> Exercise objective:
Using the entries below, quote exactly the span of lines that begins with the line containing "For every instance of the blue paint" and ends with the final line.

[Image location labeling entries]
——
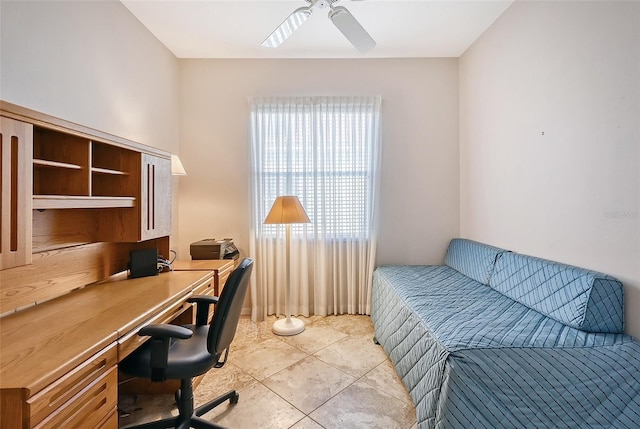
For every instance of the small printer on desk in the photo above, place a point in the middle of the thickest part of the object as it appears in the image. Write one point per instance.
(210, 248)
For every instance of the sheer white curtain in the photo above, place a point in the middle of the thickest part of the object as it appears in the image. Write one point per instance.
(324, 150)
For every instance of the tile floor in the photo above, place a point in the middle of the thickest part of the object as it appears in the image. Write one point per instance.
(330, 376)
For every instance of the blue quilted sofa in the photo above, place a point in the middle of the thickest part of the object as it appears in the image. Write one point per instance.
(497, 339)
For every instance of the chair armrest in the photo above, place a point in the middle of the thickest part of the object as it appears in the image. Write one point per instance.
(203, 302)
(162, 331)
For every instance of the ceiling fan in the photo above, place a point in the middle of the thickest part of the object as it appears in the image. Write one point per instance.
(339, 16)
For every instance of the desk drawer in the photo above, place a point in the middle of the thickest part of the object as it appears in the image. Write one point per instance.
(63, 390)
(89, 408)
(128, 343)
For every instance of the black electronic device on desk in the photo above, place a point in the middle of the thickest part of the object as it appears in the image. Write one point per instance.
(210, 248)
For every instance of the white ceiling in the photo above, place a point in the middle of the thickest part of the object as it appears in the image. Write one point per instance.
(236, 28)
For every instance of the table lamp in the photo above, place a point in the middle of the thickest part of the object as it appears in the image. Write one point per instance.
(287, 210)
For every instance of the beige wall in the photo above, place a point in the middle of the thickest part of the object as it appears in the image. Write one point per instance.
(93, 63)
(550, 137)
(419, 183)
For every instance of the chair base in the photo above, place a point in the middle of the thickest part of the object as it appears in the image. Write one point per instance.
(189, 417)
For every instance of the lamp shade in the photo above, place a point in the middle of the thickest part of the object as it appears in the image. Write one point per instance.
(176, 166)
(287, 209)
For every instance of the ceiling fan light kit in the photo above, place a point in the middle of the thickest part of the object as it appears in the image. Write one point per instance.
(340, 16)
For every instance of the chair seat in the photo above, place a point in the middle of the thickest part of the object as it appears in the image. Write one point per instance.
(187, 358)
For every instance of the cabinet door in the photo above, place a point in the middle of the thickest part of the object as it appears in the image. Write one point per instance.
(155, 201)
(16, 156)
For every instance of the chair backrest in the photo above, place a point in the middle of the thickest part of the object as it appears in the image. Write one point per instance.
(227, 314)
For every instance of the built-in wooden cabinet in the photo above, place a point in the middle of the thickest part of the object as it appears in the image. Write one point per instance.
(155, 204)
(51, 164)
(72, 172)
(16, 151)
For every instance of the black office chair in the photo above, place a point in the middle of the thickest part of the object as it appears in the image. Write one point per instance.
(177, 352)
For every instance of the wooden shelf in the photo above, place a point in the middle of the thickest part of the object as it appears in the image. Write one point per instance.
(108, 171)
(41, 202)
(56, 164)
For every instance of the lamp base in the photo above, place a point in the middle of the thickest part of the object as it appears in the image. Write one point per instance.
(288, 326)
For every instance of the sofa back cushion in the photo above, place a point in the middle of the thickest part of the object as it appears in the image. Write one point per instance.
(473, 259)
(583, 299)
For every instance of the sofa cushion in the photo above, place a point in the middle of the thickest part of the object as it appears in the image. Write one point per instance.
(473, 259)
(586, 300)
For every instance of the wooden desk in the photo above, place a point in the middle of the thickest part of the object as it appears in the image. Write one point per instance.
(222, 267)
(58, 360)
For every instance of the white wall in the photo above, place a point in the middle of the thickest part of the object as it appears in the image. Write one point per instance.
(93, 63)
(550, 137)
(419, 183)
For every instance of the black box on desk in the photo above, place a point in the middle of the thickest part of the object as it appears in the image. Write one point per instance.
(210, 248)
(143, 263)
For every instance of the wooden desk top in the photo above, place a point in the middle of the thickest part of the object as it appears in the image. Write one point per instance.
(42, 343)
(203, 264)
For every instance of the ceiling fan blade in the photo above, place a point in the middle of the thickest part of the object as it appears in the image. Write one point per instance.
(288, 26)
(351, 29)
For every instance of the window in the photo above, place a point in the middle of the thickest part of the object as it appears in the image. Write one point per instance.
(322, 153)
(324, 150)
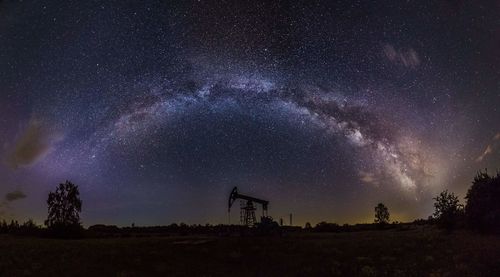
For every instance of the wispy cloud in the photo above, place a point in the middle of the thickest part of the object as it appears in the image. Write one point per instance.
(15, 195)
(490, 148)
(406, 57)
(369, 178)
(35, 142)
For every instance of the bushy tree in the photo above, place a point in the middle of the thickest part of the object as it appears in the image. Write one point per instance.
(64, 207)
(381, 214)
(482, 210)
(448, 210)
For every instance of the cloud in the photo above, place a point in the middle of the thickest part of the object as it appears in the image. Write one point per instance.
(15, 195)
(369, 178)
(407, 58)
(36, 141)
(490, 148)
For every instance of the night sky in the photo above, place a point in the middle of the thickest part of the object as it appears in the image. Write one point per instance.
(157, 109)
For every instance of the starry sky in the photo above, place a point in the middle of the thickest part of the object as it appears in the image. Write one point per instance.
(157, 109)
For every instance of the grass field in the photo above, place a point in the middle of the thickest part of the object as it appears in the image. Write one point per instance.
(372, 253)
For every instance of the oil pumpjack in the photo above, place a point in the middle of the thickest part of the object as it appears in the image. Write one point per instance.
(247, 210)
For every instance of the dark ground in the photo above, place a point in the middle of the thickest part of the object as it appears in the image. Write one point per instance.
(416, 252)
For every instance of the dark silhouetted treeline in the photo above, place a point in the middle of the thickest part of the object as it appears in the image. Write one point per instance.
(481, 213)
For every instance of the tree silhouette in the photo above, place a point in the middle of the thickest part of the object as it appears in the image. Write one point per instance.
(448, 209)
(64, 207)
(381, 214)
(482, 211)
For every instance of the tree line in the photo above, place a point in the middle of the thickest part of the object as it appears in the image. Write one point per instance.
(481, 212)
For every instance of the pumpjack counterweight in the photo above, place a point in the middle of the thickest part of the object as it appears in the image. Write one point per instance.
(247, 208)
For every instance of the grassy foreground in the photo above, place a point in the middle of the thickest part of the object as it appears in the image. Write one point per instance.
(415, 252)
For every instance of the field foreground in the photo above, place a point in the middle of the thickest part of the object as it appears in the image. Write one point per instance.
(371, 253)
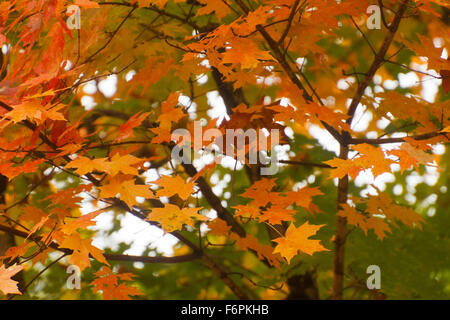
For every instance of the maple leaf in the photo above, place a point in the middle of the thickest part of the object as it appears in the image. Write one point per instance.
(126, 130)
(82, 222)
(8, 286)
(128, 190)
(353, 216)
(173, 218)
(174, 185)
(410, 156)
(87, 4)
(169, 113)
(445, 80)
(85, 165)
(111, 286)
(344, 167)
(297, 239)
(82, 249)
(122, 164)
(246, 53)
(220, 7)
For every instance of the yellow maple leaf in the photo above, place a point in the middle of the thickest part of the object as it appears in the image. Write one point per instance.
(297, 239)
(82, 248)
(174, 185)
(8, 286)
(128, 190)
(173, 218)
(220, 7)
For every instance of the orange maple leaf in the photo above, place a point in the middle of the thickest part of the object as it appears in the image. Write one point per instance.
(173, 218)
(297, 239)
(82, 249)
(174, 185)
(128, 190)
(8, 286)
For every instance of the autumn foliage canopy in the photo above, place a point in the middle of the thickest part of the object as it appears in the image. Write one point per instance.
(353, 105)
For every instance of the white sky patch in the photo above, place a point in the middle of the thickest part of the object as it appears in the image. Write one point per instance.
(108, 86)
(324, 138)
(408, 80)
(218, 109)
(90, 87)
(88, 102)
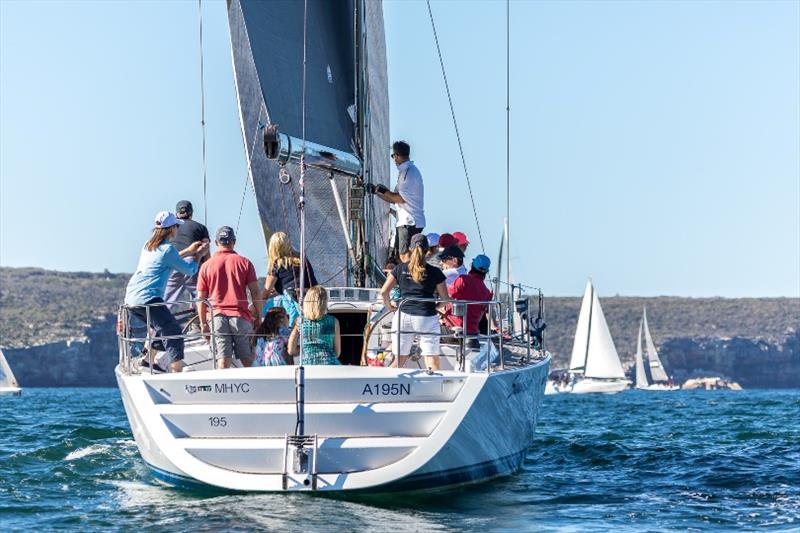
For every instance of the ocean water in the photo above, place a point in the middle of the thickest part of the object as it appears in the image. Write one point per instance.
(636, 461)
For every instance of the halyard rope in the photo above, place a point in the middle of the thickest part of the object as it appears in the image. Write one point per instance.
(455, 125)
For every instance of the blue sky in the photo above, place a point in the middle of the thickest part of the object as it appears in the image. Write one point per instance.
(655, 145)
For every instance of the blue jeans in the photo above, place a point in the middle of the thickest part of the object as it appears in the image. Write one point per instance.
(165, 325)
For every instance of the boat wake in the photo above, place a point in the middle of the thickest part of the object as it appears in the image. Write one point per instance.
(86, 451)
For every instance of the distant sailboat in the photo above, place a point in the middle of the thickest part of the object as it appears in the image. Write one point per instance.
(8, 383)
(595, 365)
(658, 377)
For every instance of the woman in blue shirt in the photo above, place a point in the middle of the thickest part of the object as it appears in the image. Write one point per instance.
(148, 284)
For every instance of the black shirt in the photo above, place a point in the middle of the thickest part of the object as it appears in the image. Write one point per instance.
(411, 289)
(189, 232)
(289, 278)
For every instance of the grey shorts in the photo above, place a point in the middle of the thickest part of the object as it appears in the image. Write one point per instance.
(232, 336)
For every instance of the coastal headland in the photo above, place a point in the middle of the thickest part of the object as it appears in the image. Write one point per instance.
(57, 329)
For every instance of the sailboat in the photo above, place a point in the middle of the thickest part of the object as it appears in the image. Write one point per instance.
(8, 383)
(594, 365)
(314, 118)
(659, 379)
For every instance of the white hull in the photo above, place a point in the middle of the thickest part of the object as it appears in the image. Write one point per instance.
(378, 428)
(588, 386)
(659, 387)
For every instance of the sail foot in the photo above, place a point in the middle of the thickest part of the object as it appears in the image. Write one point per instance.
(284, 148)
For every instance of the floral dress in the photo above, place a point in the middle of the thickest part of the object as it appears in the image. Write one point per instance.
(318, 339)
(270, 351)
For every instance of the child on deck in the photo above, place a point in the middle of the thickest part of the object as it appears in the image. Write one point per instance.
(271, 339)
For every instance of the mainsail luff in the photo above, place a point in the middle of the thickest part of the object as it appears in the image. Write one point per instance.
(267, 57)
(7, 379)
(581, 345)
(657, 372)
(641, 375)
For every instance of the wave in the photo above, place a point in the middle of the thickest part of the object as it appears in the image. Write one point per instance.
(86, 451)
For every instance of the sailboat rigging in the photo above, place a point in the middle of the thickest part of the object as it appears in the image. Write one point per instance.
(650, 363)
(595, 365)
(8, 383)
(349, 426)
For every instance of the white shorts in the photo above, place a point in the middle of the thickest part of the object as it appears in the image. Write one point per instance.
(418, 325)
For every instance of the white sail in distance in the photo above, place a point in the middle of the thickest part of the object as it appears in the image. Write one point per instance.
(641, 375)
(7, 379)
(656, 369)
(578, 359)
(593, 352)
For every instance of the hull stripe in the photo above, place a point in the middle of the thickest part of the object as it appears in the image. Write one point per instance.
(430, 480)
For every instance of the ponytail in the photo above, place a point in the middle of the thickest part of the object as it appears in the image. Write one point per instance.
(159, 235)
(416, 265)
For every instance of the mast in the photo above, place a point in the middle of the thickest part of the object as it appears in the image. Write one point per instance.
(589, 328)
(641, 375)
(508, 169)
(302, 201)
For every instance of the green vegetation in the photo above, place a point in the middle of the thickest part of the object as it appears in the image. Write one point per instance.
(38, 306)
(670, 317)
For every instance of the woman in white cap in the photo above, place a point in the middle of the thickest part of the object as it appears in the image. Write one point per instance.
(148, 284)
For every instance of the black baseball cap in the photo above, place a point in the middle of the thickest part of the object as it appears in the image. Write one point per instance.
(451, 252)
(184, 207)
(225, 235)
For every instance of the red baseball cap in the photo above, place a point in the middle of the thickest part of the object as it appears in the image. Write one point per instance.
(446, 239)
(460, 238)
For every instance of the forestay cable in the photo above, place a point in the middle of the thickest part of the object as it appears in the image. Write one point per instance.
(455, 125)
(203, 116)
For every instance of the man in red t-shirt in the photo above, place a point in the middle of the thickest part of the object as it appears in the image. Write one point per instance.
(224, 280)
(470, 286)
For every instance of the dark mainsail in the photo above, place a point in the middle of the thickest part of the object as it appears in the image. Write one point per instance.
(267, 43)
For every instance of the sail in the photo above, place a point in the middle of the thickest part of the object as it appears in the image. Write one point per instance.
(7, 378)
(603, 361)
(641, 375)
(656, 369)
(579, 353)
(267, 40)
(377, 154)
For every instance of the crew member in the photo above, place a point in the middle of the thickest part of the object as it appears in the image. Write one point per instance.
(408, 195)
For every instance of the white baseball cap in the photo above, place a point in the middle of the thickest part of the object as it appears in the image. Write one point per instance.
(167, 219)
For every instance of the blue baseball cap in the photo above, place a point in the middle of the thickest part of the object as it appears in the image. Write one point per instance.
(167, 219)
(481, 263)
(225, 235)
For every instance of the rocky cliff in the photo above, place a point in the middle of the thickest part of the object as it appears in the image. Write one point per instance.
(57, 329)
(753, 363)
(85, 361)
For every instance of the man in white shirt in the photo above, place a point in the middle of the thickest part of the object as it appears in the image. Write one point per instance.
(408, 195)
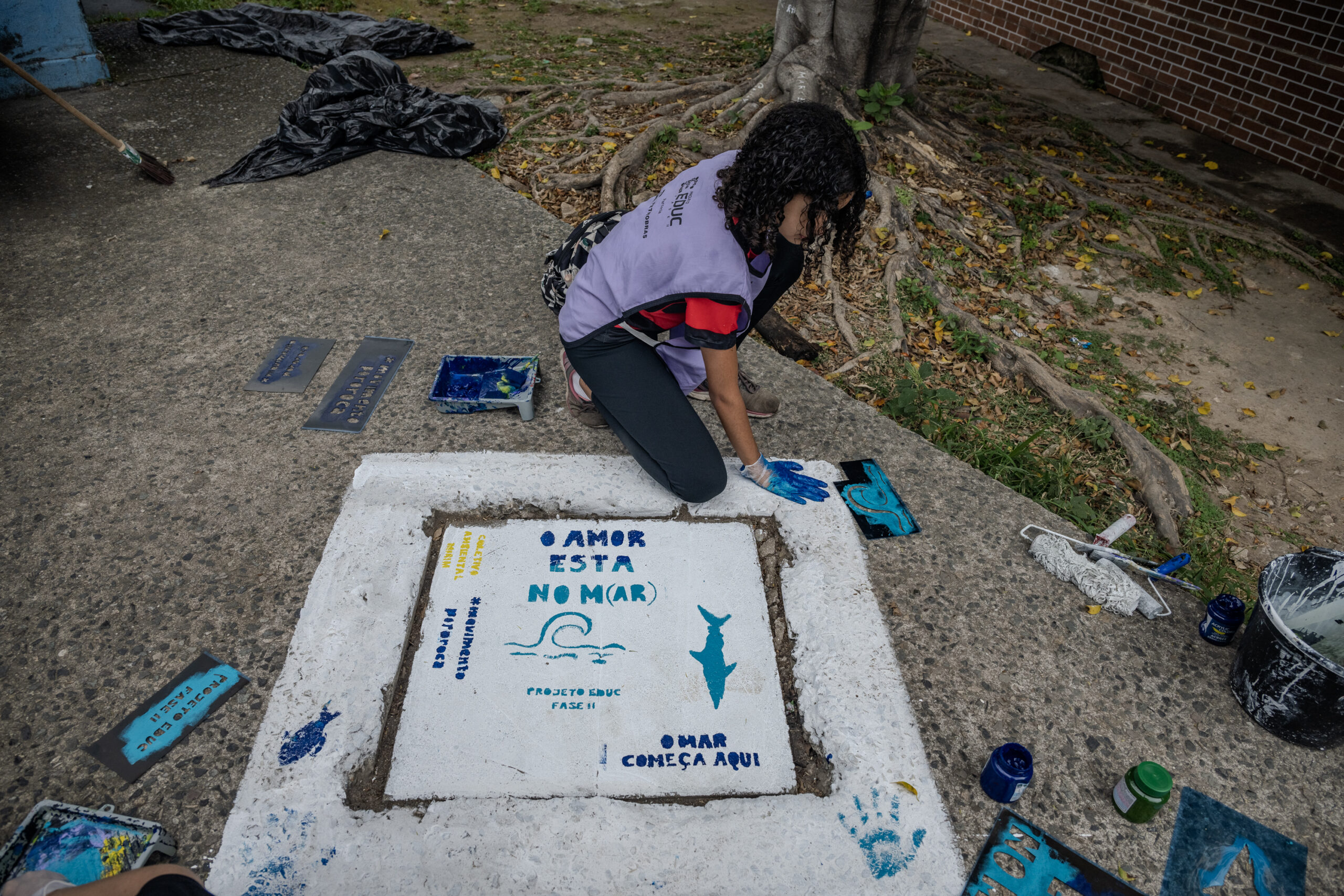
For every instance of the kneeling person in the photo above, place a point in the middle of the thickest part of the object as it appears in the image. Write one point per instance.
(702, 262)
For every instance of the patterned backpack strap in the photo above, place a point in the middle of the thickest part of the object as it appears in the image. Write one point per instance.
(565, 261)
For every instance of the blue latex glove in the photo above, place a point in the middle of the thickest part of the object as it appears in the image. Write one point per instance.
(784, 479)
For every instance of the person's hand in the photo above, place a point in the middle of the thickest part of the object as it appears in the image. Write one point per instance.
(785, 480)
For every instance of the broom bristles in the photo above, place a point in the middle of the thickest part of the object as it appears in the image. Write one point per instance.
(156, 170)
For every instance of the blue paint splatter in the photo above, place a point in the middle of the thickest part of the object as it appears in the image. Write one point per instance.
(308, 741)
(881, 846)
(585, 628)
(281, 875)
(155, 729)
(711, 659)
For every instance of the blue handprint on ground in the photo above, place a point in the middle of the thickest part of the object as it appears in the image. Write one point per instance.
(879, 842)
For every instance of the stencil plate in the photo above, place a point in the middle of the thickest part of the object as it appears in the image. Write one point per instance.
(291, 364)
(624, 659)
(351, 399)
——
> Finished answer:
For every instance of the blue paint splatter in the photo above, place a point in the middle of the thickest part of the object as it appears in the image. Write one point per instance.
(308, 741)
(881, 846)
(585, 628)
(281, 875)
(155, 729)
(711, 659)
For every instance of the blue handprint on ground in the photo above, place a point in the middle of the thickest part of the object as it appears in the image. Write one point per instance.
(879, 842)
For every instance of the stencil plate in the photo above, place a point in the middle of the thickest part of the object as it appears in the image. Write one point per instance.
(291, 364)
(624, 659)
(351, 399)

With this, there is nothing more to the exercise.